# Provided data:
▼

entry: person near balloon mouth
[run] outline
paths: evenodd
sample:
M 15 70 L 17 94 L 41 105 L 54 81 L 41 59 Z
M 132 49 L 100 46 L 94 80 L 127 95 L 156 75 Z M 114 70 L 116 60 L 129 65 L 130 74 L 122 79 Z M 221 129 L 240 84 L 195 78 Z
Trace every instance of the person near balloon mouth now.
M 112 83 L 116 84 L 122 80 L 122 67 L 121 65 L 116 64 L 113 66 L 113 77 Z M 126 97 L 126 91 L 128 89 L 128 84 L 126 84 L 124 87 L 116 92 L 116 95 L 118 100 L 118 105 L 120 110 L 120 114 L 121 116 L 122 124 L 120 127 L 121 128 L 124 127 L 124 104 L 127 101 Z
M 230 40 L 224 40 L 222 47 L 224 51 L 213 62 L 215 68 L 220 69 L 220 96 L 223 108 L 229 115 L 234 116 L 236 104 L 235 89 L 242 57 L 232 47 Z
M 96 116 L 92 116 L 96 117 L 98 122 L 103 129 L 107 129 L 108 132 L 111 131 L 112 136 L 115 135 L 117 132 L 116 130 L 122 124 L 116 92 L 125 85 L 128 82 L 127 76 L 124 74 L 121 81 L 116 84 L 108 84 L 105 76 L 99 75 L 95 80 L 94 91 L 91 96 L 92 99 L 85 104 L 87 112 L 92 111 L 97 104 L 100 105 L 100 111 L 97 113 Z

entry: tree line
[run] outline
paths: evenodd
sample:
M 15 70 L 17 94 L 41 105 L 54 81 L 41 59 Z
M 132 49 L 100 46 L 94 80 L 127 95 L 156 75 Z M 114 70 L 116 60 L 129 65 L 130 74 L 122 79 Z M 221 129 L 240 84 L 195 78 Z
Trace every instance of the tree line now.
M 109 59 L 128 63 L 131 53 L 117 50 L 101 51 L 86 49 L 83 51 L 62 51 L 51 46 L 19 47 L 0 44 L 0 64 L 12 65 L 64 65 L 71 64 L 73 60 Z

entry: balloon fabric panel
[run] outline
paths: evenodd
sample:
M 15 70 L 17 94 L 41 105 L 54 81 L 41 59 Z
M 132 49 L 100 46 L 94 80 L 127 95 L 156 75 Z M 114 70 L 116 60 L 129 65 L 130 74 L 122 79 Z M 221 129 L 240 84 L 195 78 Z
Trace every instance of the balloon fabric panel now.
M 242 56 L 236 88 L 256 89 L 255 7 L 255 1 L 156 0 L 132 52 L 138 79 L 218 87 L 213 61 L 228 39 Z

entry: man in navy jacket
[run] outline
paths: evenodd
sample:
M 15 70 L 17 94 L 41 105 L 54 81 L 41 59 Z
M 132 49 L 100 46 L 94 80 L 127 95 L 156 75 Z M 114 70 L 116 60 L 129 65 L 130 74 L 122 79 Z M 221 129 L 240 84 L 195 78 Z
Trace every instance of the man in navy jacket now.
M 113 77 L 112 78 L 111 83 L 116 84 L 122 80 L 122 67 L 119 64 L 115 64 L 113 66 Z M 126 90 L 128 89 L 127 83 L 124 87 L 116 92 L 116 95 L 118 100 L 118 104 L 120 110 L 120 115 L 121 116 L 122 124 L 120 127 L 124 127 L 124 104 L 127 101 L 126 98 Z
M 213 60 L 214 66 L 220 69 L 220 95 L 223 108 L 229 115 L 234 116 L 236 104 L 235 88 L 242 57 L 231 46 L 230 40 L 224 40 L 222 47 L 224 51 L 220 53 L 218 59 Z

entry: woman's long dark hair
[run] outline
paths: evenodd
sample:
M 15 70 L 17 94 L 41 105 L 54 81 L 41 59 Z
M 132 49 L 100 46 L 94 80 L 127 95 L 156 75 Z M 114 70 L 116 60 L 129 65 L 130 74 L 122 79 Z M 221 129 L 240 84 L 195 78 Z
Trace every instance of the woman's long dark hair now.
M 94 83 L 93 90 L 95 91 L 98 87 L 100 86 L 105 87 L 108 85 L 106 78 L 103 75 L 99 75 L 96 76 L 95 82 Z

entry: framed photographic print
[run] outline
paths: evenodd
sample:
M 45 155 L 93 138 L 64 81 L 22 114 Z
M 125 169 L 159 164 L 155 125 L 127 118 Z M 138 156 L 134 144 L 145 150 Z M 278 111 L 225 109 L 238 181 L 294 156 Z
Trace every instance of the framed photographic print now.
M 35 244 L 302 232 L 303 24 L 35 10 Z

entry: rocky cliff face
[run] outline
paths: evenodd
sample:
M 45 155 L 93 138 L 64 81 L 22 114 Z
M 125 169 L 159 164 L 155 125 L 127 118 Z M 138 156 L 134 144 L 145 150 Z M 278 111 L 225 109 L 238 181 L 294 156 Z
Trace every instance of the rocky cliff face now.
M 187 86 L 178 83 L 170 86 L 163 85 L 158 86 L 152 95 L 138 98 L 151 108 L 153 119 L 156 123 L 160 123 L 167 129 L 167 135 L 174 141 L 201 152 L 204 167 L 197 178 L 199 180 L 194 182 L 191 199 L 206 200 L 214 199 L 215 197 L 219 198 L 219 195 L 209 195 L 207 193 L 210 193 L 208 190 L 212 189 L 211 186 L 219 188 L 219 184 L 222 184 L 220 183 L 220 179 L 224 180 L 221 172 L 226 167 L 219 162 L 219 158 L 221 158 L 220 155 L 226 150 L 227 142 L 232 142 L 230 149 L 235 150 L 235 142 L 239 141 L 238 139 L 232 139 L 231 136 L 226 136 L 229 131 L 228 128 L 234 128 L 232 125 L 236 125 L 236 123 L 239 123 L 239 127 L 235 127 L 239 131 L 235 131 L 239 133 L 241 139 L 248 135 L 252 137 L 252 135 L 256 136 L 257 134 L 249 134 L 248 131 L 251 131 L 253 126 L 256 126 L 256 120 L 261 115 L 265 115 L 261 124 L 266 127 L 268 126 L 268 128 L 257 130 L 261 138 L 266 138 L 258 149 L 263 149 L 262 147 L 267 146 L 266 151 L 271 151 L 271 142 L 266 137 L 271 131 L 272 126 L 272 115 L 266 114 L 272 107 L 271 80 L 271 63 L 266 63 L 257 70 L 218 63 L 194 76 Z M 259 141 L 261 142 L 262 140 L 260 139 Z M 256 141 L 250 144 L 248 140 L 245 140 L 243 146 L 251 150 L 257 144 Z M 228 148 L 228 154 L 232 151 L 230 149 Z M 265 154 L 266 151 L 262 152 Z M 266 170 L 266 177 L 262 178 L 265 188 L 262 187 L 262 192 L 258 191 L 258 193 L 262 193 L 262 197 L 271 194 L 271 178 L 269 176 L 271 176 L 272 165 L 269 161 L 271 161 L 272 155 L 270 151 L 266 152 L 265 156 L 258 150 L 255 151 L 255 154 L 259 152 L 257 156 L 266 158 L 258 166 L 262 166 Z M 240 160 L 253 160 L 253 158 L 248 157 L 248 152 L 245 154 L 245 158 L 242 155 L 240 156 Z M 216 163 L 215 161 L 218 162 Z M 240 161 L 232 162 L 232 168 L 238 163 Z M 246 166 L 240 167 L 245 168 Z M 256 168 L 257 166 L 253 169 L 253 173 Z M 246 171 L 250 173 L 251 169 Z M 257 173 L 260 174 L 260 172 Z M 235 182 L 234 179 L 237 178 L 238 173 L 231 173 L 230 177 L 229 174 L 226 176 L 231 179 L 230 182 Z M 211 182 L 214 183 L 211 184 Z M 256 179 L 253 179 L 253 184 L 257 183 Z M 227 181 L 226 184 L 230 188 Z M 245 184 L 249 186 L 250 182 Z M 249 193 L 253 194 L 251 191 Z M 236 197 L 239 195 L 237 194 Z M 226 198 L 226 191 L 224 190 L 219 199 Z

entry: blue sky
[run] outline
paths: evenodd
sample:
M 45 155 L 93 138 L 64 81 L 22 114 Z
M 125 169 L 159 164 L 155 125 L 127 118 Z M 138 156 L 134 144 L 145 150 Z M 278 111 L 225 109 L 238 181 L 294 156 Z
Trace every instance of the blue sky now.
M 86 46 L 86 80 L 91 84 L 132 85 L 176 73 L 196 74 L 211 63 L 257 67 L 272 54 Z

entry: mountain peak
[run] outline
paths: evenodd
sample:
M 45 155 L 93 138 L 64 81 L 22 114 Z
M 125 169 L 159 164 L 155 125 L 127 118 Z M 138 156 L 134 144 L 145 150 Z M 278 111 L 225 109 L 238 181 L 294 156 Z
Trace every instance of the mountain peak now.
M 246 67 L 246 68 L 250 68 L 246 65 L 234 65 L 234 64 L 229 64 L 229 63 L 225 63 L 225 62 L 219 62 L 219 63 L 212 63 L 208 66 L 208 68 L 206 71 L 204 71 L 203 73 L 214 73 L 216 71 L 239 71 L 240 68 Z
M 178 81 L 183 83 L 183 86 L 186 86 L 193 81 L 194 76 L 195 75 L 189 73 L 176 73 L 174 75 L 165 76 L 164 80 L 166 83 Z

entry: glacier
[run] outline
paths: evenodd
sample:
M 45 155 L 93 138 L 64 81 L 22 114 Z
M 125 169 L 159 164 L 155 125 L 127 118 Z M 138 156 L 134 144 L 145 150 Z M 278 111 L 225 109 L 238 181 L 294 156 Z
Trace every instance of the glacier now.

▲

Quote, without any change, the part of the records that opens with the line containing "entry: mountain peak" and closes with the line containing "Trace every instance of the mountain".

# Complete output:
entry: mountain peak
[run] outline
paths: evenodd
sample:
M 45 155 L 93 138 L 64 81 L 22 114 Z
M 125 169 L 159 164 L 155 125 L 127 118 Z M 138 156 L 134 144 L 145 150 Z M 278 111 L 225 109 L 238 181 L 294 156 Z
Trace every instance of the mountain peak now.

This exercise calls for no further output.